- TASK PROMPT:
Nothing but the pictures gets dropped; retype every entry exactly.

┌────────

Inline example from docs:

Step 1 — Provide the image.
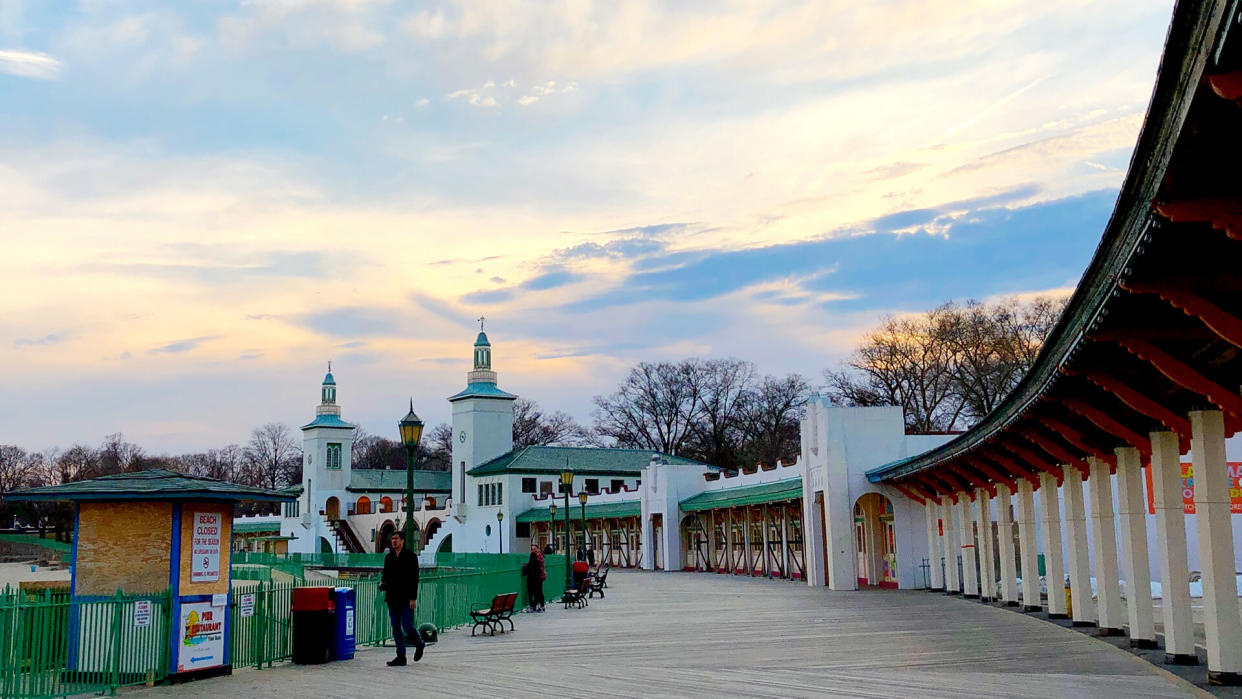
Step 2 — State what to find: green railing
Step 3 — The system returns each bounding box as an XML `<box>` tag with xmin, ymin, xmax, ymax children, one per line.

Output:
<box><xmin>0</xmin><ymin>553</ymin><xmax>567</xmax><ymax>697</ymax></box>
<box><xmin>0</xmin><ymin>587</ymin><xmax>171</xmax><ymax>698</ymax></box>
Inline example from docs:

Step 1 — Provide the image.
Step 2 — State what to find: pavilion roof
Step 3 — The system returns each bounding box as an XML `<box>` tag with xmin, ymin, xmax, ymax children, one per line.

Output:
<box><xmin>867</xmin><ymin>1</ymin><xmax>1242</xmax><ymax>502</ymax></box>
<box><xmin>468</xmin><ymin>446</ymin><xmax>705</xmax><ymax>477</ymax></box>
<box><xmin>8</xmin><ymin>469</ymin><xmax>296</xmax><ymax>503</ymax></box>
<box><xmin>346</xmin><ymin>468</ymin><xmax>452</xmax><ymax>493</ymax></box>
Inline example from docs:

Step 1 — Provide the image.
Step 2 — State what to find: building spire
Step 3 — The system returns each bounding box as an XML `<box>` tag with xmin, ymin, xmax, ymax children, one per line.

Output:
<box><xmin>318</xmin><ymin>364</ymin><xmax>340</xmax><ymax>415</ymax></box>
<box><xmin>478</xmin><ymin>315</ymin><xmax>485</xmax><ymax>331</ymax></box>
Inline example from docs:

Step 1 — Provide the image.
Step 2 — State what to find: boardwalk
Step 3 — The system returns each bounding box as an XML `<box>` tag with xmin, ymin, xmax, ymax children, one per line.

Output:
<box><xmin>139</xmin><ymin>571</ymin><xmax>1200</xmax><ymax>698</ymax></box>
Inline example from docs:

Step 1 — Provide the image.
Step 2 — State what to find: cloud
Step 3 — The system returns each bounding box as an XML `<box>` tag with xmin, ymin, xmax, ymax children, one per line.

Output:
<box><xmin>459</xmin><ymin>289</ymin><xmax>513</xmax><ymax>305</ymax></box>
<box><xmin>294</xmin><ymin>307</ymin><xmax>400</xmax><ymax>338</ymax></box>
<box><xmin>0</xmin><ymin>49</ymin><xmax>61</xmax><ymax>79</ymax></box>
<box><xmin>15</xmin><ymin>333</ymin><xmax>65</xmax><ymax>347</ymax></box>
<box><xmin>447</xmin><ymin>80</ymin><xmax>498</xmax><ymax>107</ymax></box>
<box><xmin>148</xmin><ymin>336</ymin><xmax>217</xmax><ymax>354</ymax></box>
<box><xmin>519</xmin><ymin>268</ymin><xmax>581</xmax><ymax>291</ymax></box>
<box><xmin>564</xmin><ymin>189</ymin><xmax>1114</xmax><ymax>312</ymax></box>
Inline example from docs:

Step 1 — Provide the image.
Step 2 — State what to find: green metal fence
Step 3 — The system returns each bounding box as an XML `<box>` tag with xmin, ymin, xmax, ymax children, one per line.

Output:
<box><xmin>0</xmin><ymin>588</ymin><xmax>171</xmax><ymax>698</ymax></box>
<box><xmin>0</xmin><ymin>553</ymin><xmax>567</xmax><ymax>697</ymax></box>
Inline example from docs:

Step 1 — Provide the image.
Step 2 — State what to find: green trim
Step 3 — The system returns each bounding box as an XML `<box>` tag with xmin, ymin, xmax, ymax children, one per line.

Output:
<box><xmin>679</xmin><ymin>479</ymin><xmax>802</xmax><ymax>512</ymax></box>
<box><xmin>515</xmin><ymin>500</ymin><xmax>640</xmax><ymax>523</ymax></box>
<box><xmin>233</xmin><ymin>521</ymin><xmax>281</xmax><ymax>534</ymax></box>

└────────

- RESPONSE AREA:
Inline example from docs:

Step 1 — Provide the image.
Step 2 — State what to find: green railing
Step 3 — The system returns each bounding box as an XML `<box>` tag with xmin, ymin, xmax, ymax children, one per line.

Output:
<box><xmin>0</xmin><ymin>553</ymin><xmax>567</xmax><ymax>697</ymax></box>
<box><xmin>0</xmin><ymin>587</ymin><xmax>171</xmax><ymax>698</ymax></box>
Inline example from docs:

Step 1 — Provide the image.
Step 2 — State what to find: pavilion roof
Step 3 — The system returns each bounding box as an XML `<box>` tag with xmin, ymin, xmax, ymax children, one per line.

Output:
<box><xmin>867</xmin><ymin>1</ymin><xmax>1242</xmax><ymax>502</ymax></box>
<box><xmin>468</xmin><ymin>446</ymin><xmax>705</xmax><ymax>477</ymax></box>
<box><xmin>8</xmin><ymin>469</ymin><xmax>296</xmax><ymax>503</ymax></box>
<box><xmin>346</xmin><ymin>468</ymin><xmax>452</xmax><ymax>493</ymax></box>
Inline example from docs:

Step 1 — Provide the image.
Step 2 — State what to find: building spire
Step 3 — The system returns each bounding box as an XML `<box>` tag with xmin, ymin, xmax, ymax children, one per line.

Output:
<box><xmin>318</xmin><ymin>364</ymin><xmax>340</xmax><ymax>415</ymax></box>
<box><xmin>478</xmin><ymin>315</ymin><xmax>485</xmax><ymax>331</ymax></box>
Inline example from docs:

Step 1 — Provide the image.
Step 2 — State what to find: boardwalk
Step 3 — The system returns each bounding box as an XML `<box>` tag with xmin, ymin, xmax, ymax children, one per line.

Output:
<box><xmin>139</xmin><ymin>571</ymin><xmax>1200</xmax><ymax>698</ymax></box>
Inline example from docs:

Step 1 — Provide the image.
Step 2 — State what to find: cloud
Step 3 — The system returns each bounding box as an XML `<box>` tag with xmin, ymin, xmax, ymax children, one per line.

Output:
<box><xmin>459</xmin><ymin>289</ymin><xmax>513</xmax><ymax>305</ymax></box>
<box><xmin>294</xmin><ymin>307</ymin><xmax>400</xmax><ymax>338</ymax></box>
<box><xmin>0</xmin><ymin>49</ymin><xmax>61</xmax><ymax>79</ymax></box>
<box><xmin>15</xmin><ymin>333</ymin><xmax>65</xmax><ymax>347</ymax></box>
<box><xmin>447</xmin><ymin>80</ymin><xmax>498</xmax><ymax>107</ymax></box>
<box><xmin>148</xmin><ymin>336</ymin><xmax>217</xmax><ymax>354</ymax></box>
<box><xmin>519</xmin><ymin>268</ymin><xmax>581</xmax><ymax>291</ymax></box>
<box><xmin>564</xmin><ymin>189</ymin><xmax>1114</xmax><ymax>312</ymax></box>
Inline example from docs:

Step 1 — Provide the image.
Step 2 — State what to find: green metal fence
Step 3 — The system returns each bounding box as an XML `<box>` tag with xmin, ymin, xmax, ymax children, one per line.

Output:
<box><xmin>0</xmin><ymin>588</ymin><xmax>171</xmax><ymax>698</ymax></box>
<box><xmin>0</xmin><ymin>553</ymin><xmax>567</xmax><ymax>697</ymax></box>
Inline example from docs:

Step 1 — Provide the image.
Step 2 — State what to find: green trim
Step 3 — The system returns each bounding box as an XML `<box>` tag with xmin, ymin, xmax, ymax children, one per line.

Output:
<box><xmin>679</xmin><ymin>479</ymin><xmax>802</xmax><ymax>512</ymax></box>
<box><xmin>515</xmin><ymin>500</ymin><xmax>640</xmax><ymax>523</ymax></box>
<box><xmin>233</xmin><ymin>521</ymin><xmax>281</xmax><ymax>534</ymax></box>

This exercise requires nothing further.